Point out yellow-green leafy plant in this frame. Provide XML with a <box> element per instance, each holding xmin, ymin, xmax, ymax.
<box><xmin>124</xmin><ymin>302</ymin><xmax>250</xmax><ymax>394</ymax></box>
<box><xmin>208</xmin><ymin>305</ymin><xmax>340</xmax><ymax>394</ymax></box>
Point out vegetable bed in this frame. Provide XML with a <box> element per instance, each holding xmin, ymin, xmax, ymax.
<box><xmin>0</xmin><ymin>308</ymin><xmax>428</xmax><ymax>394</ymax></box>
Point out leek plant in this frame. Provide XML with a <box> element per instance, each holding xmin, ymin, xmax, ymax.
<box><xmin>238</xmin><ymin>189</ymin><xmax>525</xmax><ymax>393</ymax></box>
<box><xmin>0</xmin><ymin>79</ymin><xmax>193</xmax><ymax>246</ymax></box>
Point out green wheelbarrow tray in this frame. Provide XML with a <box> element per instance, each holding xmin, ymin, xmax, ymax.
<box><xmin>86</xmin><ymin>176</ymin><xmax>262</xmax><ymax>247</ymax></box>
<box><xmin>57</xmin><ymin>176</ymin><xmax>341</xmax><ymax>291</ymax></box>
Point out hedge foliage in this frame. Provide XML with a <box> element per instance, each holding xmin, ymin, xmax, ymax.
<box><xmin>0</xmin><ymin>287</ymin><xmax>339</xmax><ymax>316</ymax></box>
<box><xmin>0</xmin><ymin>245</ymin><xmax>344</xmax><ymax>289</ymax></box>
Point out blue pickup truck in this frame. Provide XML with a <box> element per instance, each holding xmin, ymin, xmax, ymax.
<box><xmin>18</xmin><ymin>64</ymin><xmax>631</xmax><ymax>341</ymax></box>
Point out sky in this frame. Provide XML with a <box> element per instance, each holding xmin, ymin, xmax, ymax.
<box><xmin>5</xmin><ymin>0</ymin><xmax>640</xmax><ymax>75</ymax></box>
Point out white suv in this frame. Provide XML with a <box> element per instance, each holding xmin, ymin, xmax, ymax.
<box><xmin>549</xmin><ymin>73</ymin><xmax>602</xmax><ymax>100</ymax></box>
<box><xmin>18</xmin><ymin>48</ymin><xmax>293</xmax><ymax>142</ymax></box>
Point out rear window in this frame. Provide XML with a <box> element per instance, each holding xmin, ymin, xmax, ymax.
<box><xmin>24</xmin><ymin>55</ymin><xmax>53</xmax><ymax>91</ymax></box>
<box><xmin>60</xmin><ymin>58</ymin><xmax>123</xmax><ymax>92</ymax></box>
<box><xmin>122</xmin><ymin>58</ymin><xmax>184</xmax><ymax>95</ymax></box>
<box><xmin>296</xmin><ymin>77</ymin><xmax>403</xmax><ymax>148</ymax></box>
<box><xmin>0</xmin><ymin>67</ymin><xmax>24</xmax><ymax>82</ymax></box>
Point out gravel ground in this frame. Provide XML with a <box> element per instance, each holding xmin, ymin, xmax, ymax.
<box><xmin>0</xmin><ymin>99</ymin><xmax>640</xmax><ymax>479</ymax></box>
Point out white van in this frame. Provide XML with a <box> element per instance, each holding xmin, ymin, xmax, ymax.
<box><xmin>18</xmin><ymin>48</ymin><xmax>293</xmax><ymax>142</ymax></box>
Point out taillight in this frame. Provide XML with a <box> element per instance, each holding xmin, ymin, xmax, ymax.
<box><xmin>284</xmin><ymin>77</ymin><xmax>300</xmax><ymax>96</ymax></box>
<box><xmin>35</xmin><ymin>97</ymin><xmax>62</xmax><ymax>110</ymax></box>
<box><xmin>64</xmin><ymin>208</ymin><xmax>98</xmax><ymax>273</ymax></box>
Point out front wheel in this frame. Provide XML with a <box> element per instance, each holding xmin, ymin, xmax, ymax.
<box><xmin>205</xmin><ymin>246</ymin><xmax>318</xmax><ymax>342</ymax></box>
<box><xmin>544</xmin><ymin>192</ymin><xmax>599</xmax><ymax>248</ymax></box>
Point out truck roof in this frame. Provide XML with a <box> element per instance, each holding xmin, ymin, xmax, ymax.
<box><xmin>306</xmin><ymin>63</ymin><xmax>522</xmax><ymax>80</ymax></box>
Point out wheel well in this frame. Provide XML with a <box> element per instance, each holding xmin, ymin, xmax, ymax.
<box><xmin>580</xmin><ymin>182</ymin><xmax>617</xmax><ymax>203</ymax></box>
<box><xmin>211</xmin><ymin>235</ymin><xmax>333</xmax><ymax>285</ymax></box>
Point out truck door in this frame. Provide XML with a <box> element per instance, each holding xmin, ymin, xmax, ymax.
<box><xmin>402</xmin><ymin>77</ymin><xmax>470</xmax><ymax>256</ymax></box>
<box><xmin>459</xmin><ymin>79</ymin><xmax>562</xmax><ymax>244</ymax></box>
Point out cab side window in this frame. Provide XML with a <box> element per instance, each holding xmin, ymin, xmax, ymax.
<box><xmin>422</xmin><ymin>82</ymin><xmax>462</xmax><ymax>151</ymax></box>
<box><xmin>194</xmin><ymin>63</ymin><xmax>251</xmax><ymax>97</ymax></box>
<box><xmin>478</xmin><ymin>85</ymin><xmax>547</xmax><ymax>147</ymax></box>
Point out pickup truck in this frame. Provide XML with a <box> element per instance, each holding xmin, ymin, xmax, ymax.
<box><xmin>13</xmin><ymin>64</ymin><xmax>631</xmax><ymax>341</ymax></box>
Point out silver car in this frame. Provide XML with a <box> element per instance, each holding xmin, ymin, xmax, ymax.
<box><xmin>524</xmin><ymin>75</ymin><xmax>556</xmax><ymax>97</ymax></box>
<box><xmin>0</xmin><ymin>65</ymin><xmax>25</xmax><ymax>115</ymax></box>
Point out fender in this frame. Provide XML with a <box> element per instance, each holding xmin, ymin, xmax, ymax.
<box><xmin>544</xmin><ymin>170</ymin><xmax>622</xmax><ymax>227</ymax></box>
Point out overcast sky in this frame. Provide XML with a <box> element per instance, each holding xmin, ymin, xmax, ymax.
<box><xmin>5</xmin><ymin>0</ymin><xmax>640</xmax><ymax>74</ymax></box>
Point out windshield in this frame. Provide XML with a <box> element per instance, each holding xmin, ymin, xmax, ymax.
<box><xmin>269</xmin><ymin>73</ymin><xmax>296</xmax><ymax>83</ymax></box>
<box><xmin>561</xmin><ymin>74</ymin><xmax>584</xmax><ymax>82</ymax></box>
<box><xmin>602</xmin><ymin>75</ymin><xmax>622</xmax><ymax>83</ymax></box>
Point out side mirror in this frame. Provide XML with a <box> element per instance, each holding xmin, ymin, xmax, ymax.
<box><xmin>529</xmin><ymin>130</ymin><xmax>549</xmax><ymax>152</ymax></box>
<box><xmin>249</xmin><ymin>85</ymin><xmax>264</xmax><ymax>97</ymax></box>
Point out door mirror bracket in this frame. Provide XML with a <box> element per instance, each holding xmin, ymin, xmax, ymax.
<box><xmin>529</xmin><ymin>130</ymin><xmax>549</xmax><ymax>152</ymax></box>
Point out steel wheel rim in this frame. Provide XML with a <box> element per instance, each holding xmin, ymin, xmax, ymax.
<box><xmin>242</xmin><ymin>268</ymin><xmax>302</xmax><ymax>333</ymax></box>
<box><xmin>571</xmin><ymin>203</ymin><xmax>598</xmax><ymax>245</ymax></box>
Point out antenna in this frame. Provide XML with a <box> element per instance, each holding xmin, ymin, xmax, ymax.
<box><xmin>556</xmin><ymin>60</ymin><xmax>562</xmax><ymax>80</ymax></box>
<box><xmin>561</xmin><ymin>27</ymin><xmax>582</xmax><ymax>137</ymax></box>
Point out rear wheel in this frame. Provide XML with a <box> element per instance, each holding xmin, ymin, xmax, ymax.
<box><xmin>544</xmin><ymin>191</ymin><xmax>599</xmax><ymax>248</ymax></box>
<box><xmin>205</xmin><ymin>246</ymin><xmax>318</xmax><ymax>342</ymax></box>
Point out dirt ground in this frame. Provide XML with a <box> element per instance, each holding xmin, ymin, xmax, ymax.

§ Goal of the exercise
Please show every line of the material above that contains the string "rear", matching case exactly.

§ Output of the exercise
Point out rear window in this frame. Provide XML with a <box> element per instance, each holding xmin, ymin, xmax, ymax.
Point out rear wheel in this frame. Provide XML with a <box> element per instance, each holding xmin, ymin, xmax, ymax.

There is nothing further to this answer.